▶ _EXERCISE GOAL_
Can you reproduce the records starting at the very first line and ending at the line that contains "[[222, 331], [94, 383], [235, 413]]", keeping every line in place but raising each coordinate in the answer points by 134?

— BEGIN —

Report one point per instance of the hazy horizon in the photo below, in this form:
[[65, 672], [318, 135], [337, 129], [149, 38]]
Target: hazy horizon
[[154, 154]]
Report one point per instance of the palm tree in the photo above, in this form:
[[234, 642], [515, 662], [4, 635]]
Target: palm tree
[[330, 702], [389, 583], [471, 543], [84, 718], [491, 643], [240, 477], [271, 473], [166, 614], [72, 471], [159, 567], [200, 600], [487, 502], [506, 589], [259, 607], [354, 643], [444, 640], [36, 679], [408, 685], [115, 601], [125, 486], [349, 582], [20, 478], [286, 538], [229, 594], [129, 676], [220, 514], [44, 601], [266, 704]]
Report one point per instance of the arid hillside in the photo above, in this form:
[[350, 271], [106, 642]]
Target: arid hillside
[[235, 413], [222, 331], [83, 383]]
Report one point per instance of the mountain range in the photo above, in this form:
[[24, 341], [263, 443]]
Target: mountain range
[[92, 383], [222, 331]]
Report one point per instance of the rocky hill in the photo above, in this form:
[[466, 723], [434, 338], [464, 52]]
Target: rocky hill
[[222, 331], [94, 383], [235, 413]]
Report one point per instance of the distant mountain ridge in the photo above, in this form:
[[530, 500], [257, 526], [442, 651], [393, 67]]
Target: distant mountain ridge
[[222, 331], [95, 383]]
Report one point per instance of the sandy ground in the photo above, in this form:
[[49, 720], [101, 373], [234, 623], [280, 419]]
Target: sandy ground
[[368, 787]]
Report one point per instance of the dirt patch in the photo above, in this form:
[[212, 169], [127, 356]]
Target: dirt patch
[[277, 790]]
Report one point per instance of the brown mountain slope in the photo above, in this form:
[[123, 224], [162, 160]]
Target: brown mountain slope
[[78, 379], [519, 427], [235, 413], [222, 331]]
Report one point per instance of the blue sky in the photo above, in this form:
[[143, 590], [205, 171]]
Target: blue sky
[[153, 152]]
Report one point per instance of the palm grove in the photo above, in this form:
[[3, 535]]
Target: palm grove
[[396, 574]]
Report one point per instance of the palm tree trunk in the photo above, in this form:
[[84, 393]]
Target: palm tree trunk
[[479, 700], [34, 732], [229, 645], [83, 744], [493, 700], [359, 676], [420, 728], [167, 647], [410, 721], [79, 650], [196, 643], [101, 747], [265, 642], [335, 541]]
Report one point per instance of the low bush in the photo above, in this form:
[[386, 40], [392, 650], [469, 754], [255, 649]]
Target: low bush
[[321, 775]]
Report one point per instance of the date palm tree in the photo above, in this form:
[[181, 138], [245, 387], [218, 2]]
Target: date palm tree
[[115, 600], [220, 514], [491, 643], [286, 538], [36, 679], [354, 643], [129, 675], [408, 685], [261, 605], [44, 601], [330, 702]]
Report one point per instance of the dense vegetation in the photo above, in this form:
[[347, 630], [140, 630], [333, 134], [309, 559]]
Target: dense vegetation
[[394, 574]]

— END —

▶ _ANSWER TO THE TASK_
Report one point per instance of the hazy horizon in the photo below, in this form:
[[65, 672], [318, 135], [337, 129], [149, 38]]
Target: hazy horizon
[[288, 288]]
Report one point per instance of the palm tree in the photo above, in this form:
[[234, 642], [515, 662], [4, 635]]
Target: palm tree
[[464, 836], [523, 717], [605, 677], [218, 852], [625, 777], [374, 611], [405, 607], [300, 748], [206, 605], [293, 701], [334, 734], [621, 636], [640, 723], [393, 741], [488, 777], [578, 774], [170, 813], [542, 819], [249, 735], [259, 620], [483, 716], [154, 612], [420, 672], [363, 728], [263, 810], [354, 648], [178, 735], [400, 838]]
Report one point per instance of the arid hillside in the photo above, in this form:
[[350, 271], [106, 642]]
Target: arid hillside
[[369, 547], [356, 465], [217, 517]]
Report one point per instance of the mountain range in the photo above, in this form:
[[24, 341], [263, 443]]
Target: mountain range
[[226, 517], [356, 465]]
Report one point per instance of the rocky hill in the photo above, in this form:
[[466, 723], [434, 338], [464, 52]]
Target: rocky hill
[[356, 465], [228, 517], [369, 547]]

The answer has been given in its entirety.